══ Excerpted data

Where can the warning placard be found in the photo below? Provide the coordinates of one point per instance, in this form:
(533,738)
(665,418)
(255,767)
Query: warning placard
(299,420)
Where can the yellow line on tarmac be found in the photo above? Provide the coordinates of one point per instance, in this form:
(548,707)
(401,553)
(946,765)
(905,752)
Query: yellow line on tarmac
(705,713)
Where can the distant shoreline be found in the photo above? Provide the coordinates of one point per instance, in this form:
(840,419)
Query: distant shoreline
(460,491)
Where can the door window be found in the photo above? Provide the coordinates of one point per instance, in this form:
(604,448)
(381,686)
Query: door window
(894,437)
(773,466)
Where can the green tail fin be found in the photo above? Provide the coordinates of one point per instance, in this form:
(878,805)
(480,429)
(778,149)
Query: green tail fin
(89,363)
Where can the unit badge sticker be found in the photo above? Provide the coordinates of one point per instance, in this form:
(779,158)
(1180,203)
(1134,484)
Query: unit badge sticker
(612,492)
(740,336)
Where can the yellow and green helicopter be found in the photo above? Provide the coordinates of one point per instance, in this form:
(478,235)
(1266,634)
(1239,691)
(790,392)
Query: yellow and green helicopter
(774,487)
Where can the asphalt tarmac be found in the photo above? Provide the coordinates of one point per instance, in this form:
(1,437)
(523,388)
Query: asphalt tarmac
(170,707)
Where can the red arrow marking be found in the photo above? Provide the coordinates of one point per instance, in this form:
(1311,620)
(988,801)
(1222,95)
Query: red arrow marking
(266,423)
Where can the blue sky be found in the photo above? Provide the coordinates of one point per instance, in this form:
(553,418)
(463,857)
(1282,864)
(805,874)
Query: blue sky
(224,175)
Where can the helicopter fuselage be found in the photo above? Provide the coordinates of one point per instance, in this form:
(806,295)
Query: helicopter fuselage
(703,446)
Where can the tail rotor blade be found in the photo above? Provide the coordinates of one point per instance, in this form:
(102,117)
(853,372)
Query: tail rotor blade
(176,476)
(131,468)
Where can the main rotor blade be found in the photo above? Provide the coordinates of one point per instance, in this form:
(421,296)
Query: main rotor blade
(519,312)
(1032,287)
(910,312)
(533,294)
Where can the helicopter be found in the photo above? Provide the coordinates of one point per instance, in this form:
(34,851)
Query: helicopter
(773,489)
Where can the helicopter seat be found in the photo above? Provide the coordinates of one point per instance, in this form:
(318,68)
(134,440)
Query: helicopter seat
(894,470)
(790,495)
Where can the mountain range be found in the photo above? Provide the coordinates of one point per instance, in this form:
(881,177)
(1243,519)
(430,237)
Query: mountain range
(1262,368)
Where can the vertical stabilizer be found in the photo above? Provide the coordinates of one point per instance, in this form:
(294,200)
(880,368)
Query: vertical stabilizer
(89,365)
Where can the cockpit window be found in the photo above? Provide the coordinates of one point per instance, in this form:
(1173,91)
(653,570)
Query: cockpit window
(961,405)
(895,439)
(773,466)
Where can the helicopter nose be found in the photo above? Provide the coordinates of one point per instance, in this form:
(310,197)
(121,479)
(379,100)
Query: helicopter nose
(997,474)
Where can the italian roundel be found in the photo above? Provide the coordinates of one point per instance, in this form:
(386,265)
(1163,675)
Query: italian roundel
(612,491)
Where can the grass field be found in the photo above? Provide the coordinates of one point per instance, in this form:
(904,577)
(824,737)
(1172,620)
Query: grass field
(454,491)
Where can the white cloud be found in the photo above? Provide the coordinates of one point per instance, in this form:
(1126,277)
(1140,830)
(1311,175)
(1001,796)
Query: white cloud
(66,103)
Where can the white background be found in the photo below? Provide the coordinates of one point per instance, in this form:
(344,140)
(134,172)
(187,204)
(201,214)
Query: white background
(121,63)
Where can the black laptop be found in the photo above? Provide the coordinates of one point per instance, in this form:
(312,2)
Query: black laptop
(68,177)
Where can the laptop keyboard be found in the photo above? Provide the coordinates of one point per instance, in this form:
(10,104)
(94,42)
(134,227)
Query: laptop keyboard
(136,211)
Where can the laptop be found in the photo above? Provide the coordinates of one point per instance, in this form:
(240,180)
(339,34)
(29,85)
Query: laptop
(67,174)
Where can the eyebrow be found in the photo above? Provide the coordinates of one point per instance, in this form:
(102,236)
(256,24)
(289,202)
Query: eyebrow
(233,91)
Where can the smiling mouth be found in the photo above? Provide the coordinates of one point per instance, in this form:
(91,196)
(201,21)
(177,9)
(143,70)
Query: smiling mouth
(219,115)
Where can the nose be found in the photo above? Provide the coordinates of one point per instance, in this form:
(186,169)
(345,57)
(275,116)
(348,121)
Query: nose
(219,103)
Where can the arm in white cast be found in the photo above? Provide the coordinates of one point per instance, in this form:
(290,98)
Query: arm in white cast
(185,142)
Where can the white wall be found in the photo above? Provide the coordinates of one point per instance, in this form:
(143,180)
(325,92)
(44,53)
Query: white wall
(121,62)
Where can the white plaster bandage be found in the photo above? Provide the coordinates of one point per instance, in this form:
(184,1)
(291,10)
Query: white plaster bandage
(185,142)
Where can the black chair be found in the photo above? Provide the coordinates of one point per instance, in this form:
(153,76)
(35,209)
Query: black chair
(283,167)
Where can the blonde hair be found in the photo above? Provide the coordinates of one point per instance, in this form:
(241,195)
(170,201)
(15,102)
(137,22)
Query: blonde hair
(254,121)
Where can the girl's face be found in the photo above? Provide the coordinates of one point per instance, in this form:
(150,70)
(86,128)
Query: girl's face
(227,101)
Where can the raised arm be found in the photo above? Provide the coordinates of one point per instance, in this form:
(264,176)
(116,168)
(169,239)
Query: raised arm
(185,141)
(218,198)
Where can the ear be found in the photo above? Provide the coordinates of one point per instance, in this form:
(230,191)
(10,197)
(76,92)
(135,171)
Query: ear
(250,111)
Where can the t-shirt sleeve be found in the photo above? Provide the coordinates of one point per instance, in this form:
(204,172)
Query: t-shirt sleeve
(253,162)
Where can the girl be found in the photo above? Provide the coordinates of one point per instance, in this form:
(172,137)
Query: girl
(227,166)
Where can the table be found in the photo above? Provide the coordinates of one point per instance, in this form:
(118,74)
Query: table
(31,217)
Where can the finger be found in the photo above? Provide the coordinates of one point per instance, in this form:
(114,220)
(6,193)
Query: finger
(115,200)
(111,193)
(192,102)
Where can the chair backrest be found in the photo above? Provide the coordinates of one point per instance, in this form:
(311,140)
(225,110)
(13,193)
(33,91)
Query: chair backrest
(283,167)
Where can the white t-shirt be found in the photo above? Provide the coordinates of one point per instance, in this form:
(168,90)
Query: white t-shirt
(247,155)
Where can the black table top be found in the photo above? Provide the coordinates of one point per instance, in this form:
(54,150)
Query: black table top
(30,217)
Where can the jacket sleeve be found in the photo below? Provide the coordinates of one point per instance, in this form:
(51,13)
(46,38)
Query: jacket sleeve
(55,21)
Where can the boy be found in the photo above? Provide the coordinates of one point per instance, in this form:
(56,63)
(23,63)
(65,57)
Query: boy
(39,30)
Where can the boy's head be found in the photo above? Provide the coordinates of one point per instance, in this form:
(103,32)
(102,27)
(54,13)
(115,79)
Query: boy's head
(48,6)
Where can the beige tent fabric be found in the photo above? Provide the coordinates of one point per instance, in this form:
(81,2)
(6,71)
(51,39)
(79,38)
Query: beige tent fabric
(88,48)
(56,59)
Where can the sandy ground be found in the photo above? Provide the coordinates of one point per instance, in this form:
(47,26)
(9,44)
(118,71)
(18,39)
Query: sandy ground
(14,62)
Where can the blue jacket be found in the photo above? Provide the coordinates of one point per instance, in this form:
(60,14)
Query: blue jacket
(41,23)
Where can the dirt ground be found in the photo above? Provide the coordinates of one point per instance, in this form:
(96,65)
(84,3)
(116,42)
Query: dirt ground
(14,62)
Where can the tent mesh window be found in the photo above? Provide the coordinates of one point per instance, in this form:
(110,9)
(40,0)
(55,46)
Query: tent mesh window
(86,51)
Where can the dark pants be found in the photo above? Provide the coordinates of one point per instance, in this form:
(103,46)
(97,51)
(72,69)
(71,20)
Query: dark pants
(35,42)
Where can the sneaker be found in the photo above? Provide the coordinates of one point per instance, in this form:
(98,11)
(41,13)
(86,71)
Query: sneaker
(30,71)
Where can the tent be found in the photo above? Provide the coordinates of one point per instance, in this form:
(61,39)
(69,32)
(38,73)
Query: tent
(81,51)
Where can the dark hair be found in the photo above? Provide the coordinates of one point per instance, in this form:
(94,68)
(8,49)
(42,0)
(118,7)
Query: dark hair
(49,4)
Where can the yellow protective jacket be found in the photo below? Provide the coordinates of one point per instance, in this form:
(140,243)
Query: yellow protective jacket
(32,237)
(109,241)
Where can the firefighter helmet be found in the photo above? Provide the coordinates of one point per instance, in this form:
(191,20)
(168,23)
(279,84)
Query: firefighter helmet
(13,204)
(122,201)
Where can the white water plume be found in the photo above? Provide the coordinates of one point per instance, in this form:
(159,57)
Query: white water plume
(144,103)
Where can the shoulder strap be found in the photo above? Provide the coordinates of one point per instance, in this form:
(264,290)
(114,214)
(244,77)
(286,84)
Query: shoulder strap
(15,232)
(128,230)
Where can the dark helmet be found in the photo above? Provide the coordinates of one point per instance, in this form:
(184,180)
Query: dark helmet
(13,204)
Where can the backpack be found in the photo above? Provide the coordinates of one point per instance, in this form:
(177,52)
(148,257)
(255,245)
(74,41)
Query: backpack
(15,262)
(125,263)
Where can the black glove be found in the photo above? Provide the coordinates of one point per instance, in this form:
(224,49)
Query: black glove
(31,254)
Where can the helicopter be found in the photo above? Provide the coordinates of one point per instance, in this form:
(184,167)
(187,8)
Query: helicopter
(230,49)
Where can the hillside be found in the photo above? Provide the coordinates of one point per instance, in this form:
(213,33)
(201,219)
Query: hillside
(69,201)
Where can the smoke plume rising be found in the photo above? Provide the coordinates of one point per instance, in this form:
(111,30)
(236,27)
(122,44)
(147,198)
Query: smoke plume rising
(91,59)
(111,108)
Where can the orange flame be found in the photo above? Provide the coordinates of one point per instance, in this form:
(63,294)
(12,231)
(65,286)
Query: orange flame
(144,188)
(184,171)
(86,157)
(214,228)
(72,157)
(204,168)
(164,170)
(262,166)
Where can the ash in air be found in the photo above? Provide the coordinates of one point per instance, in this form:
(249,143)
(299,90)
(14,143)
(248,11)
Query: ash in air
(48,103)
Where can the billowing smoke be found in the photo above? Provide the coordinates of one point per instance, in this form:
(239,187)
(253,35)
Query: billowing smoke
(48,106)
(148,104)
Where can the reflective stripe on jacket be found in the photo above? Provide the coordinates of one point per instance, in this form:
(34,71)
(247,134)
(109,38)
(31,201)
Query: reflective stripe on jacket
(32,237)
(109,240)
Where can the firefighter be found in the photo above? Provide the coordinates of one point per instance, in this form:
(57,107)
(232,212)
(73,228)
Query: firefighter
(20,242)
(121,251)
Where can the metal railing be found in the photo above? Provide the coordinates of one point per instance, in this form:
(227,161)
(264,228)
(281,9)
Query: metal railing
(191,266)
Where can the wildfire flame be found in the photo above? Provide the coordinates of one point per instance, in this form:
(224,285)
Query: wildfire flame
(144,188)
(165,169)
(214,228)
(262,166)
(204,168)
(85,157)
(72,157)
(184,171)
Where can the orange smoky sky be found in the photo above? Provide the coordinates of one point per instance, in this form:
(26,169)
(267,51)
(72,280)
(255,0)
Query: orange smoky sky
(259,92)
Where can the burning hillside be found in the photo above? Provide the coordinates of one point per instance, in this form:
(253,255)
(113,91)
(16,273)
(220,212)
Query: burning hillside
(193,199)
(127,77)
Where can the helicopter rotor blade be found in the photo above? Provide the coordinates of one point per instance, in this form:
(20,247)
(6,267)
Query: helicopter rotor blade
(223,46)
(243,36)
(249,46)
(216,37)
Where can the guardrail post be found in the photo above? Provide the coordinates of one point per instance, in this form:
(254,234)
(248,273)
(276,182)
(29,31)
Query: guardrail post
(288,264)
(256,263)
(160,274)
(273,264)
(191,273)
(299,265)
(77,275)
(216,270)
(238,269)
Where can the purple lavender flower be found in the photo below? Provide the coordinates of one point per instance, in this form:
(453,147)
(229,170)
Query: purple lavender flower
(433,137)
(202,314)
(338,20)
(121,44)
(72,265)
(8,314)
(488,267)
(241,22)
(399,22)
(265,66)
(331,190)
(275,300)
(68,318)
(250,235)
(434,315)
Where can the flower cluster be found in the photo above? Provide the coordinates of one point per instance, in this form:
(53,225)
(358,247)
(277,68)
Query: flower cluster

════

◆ Exercise
Return the lines above, from the one containing "Where can the reflective" to the end, exactly as they stand.

◆ The response
Where can the reflective stripe on jacket be found in the photo above? Provide the coordinates of one point per instance, in this form:
(34,71)
(247,134)
(109,38)
(31,201)
Query: reflective stripe on jacket
(32,237)
(109,240)
Where can the firefighter be found in the photo above? Provide the coordinates of one point per instance, in this form:
(57,107)
(232,212)
(73,228)
Query: firefighter
(20,242)
(121,251)
Where can the metal railing be found in the photo above? Provide the coordinates of one point per instance, in this form:
(227,161)
(264,228)
(281,9)
Query: metal railing
(191,266)
Where can the wildfire flame be found in the photo above? Provide the coordinates of one point per instance, in this form:
(224,285)
Query: wildfire flame
(144,188)
(165,169)
(214,228)
(262,166)
(204,168)
(85,157)
(72,157)
(184,171)
Where can the orange smoky sky be found in the photo above? Provide the coordinates of one point per instance, in this form:
(26,169)
(267,51)
(72,280)
(255,0)
Query: orange smoky sky
(259,92)
Where can the burning hillside be found in the photo above? Provide the coordinates of one point per instance, in this form:
(253,255)
(113,91)
(16,273)
(220,212)
Query: burning hillside
(193,199)
(127,77)
Where can the helicopter rotor blade be found in the photo above? Provide the coordinates of one point per instance, in this form:
(20,247)
(6,267)
Query: helicopter rotor blade
(223,46)
(243,36)
(249,46)
(216,37)
Where can the guardrail post be found in the photo above? Provide the coordinates of one point per instance, in this form:
(254,234)
(248,273)
(276,182)
(29,31)
Query: guardrail post
(288,264)
(256,263)
(160,274)
(273,264)
(191,273)
(299,265)
(77,275)
(216,270)
(238,269)
Where can the purple lavender flower be found in the photo below? Provide the coordinates of one point per instance, in this form:
(453,147)
(229,170)
Query: purple lavender flower
(433,137)
(202,314)
(338,20)
(121,44)
(72,265)
(8,314)
(488,267)
(241,22)
(399,22)
(265,66)
(331,190)
(275,300)
(68,318)
(250,235)
(434,315)
Where can the flower cluster be found in the photo above? Provide the coordinates of one point per instance, in this form:
(53,225)
(358,247)
(277,68)
Query: flower cluster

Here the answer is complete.